Stated problem:
Rewrite the data below as a JSON list of strings, with one string for each line and no blank lines.

Dataset records:
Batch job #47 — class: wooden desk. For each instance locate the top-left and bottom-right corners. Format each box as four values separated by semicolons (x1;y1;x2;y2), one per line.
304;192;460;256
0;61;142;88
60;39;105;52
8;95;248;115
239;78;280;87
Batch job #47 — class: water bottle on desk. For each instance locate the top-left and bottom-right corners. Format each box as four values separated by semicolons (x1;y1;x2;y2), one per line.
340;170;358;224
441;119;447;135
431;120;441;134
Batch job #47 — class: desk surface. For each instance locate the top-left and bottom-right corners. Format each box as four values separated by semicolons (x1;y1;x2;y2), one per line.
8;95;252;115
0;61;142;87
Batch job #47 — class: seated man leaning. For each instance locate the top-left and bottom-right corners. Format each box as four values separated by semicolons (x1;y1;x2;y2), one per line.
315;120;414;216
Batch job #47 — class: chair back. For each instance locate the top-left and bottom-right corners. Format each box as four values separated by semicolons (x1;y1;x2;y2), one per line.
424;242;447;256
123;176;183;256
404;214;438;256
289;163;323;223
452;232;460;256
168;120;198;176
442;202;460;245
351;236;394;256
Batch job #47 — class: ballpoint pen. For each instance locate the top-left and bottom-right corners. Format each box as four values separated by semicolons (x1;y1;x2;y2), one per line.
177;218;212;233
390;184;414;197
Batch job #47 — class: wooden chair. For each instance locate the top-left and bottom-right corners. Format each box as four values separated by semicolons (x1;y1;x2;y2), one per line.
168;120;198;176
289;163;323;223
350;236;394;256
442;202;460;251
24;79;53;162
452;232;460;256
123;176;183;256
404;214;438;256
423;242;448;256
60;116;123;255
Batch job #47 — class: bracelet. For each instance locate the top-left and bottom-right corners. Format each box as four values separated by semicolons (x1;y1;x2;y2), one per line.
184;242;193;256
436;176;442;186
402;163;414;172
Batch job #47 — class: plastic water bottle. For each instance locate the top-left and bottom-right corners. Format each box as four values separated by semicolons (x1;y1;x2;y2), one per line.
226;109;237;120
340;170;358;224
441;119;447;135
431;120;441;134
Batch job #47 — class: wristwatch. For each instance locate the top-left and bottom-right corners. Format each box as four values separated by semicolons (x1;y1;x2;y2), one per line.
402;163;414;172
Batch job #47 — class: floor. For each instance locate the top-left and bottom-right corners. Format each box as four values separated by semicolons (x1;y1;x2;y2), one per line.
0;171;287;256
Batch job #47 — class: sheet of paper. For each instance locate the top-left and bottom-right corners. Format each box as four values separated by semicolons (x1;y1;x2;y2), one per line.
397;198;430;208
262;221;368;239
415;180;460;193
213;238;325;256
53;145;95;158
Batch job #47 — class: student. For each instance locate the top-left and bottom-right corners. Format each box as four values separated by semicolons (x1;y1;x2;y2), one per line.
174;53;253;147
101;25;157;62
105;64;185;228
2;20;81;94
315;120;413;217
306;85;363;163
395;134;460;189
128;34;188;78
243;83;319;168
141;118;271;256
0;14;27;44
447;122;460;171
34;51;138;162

Answer to this exercise:
[
  "Batch job #47 — class: wooden desk. For each instance locate the top-left and bottom-right corners. Format each box as four values separated by semicolons (x1;y1;x2;y2), one per line.",
  "304;192;460;256",
  "0;61;142;88",
  "60;39;105;52",
  "8;95;248;115",
  "239;78;280;87",
  "Batch job #47 — class: water bottle on desk. For each instance locate the top-left and bottom-right corners. Format each box as four values separated by semicolons (x1;y1;x2;y2), one per line.",
  "340;170;358;224",
  "441;119;447;135",
  "431;120;441;134",
  "Batch job #47 — class: desk surface. For each instance locate the top-left and bottom-right corners. Format each box as four values separated by semicolons (x1;y1;x2;y2), one per line.",
  "8;95;252;115",
  "0;61;142;87",
  "Batch job #47 — class: seated man leaning. For each instance locate the top-left and bottom-right corners. Format each box as four values separated by semicolons (x1;y1;x2;y2), one per line.",
  "315;120;414;216",
  "Batch job #47 — class: chair back. For each instance locate the top-left and bottom-right corners. Format each box as four values separated by semicolons (x1;y1;x2;y2), one per line.",
  "424;242;447;256",
  "123;176;183;256",
  "404;214;438;256",
  "289;163;323;223",
  "452;232;460;256",
  "168;120;198;176",
  "442;202;460;245",
  "351;236;394;256",
  "Batch job #47 — class: ballpoint pen. For each instance locate the top-left and bottom-right corners. Format each box as four values separated by semicolons (x1;y1;x2;y2), one per line.",
  "177;218;212;233",
  "390;184;414;197",
  "Batch job #47 — class: wooden chair. For each instance locate the top-left and bottom-right corners. Format each box as four values separated by semicolons (x1;y1;x2;y2), one per line.",
  "168;120;198;176",
  "289;163;323;223",
  "350;236;394;256",
  "442;202;460;251",
  "24;79;53;162",
  "452;232;460;256",
  "123;176;183;256",
  "404;214;438;256",
  "423;242;448;256",
  "60;116;123;255",
  "Batch job #47 — class: bracelet. For each instance locate the top-left and bottom-right corners. Format each box as four values separated by semicolons (x1;y1;x2;y2), one per line.",
  "184;242;193;256",
  "436;176;442;186",
  "402;163;414;172",
  "Batch job #47 — class: plastic water bottle. For each instance locate the top-left and bottom-right corners. Format each box as four values separated by semicolons (x1;y1;x2;y2), one per line.",
  "226;109;237;120",
  "340;170;358;224",
  "441;119;447;135",
  "431;120;441;134",
  "Batch job #47 — class: wristwatch. For each instance locate the top-left and bottom-right corners. Format each box as four values separated by semicolons (x1;y1;x2;y2), one per line.",
  "402;163;414;172",
  "Batch job #47 — class: floor. For each instance locate the top-left and bottom-right corners. Format each box as four values separated by semicolons (x1;y1;x2;y2), one per line.",
  "0;171;287;256",
  "Batch job #47 — class: sheet of paper. For each instance locate the top-left and bottom-right corners. Format each box as four values separated by semicolons (x1;y1;x2;y2), one per line.",
  "397;198;430;208",
  "262;221;368;239",
  "415;180;460;193",
  "213;238;325;256",
  "53;145;95;158",
  "Batch job #47 — class: student. For each instance locate the top-left and bottom-right corners. Format each box as four values separated by semicolons (x1;y1;x2;y2), one per line.",
  "174;53;253;147",
  "101;25;157;62",
  "105;64;185;228",
  "2;20;81;94",
  "315;120;413;217",
  "306;85;363;163",
  "395;134;460;189",
  "128;34;188;78",
  "243;83;319;168",
  "141;118;271;256",
  "0;14;27;44",
  "447;122;460;171",
  "34;51;138;162"
]